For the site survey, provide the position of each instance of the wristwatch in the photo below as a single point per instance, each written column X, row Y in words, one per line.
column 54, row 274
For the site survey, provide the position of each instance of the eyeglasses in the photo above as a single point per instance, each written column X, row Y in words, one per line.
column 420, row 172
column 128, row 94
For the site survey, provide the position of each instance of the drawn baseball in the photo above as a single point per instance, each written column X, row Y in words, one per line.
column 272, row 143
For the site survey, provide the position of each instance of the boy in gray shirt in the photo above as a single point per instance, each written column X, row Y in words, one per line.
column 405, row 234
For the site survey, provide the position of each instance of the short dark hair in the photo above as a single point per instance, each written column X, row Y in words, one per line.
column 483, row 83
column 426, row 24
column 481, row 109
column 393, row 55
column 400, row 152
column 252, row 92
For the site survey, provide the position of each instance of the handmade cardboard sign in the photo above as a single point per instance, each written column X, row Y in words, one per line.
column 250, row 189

****************************************

Instructions to follow
Exactly as given, restate all the lines above.

Exercise solution
For the site survey, provide the position of each instance of the wristwatch in the photo below as a single point per instance, each written column X, row Y in words, one per line.
column 54, row 274
For the site survey, provide the position of each instance of the eyeglasses in the photo above as a single point per instance, each written column X, row Y in words, one per line.
column 420, row 172
column 128, row 94
For the site survey, provide the position of each instance of the drawn baseball in the photo above as a single point per instance, each written column X, row Y in words, one per line.
column 272, row 143
For the site survey, provide the position of each instance of the boy in gray shirt in the photo above as a single point per instance, each written column X, row Y in words, one per line.
column 405, row 234
For the site survey, provide the position of each instance of the short dark hair in the photo above as a single point per instance, each written column X, row Y in words, one per line.
column 483, row 83
column 426, row 24
column 481, row 109
column 393, row 55
column 400, row 152
column 252, row 92
For the site survey, provide the position of each instance of the handmade cardboard sign in the photo above as a single point per instance, each written column X, row Y in words, one per line.
column 250, row 189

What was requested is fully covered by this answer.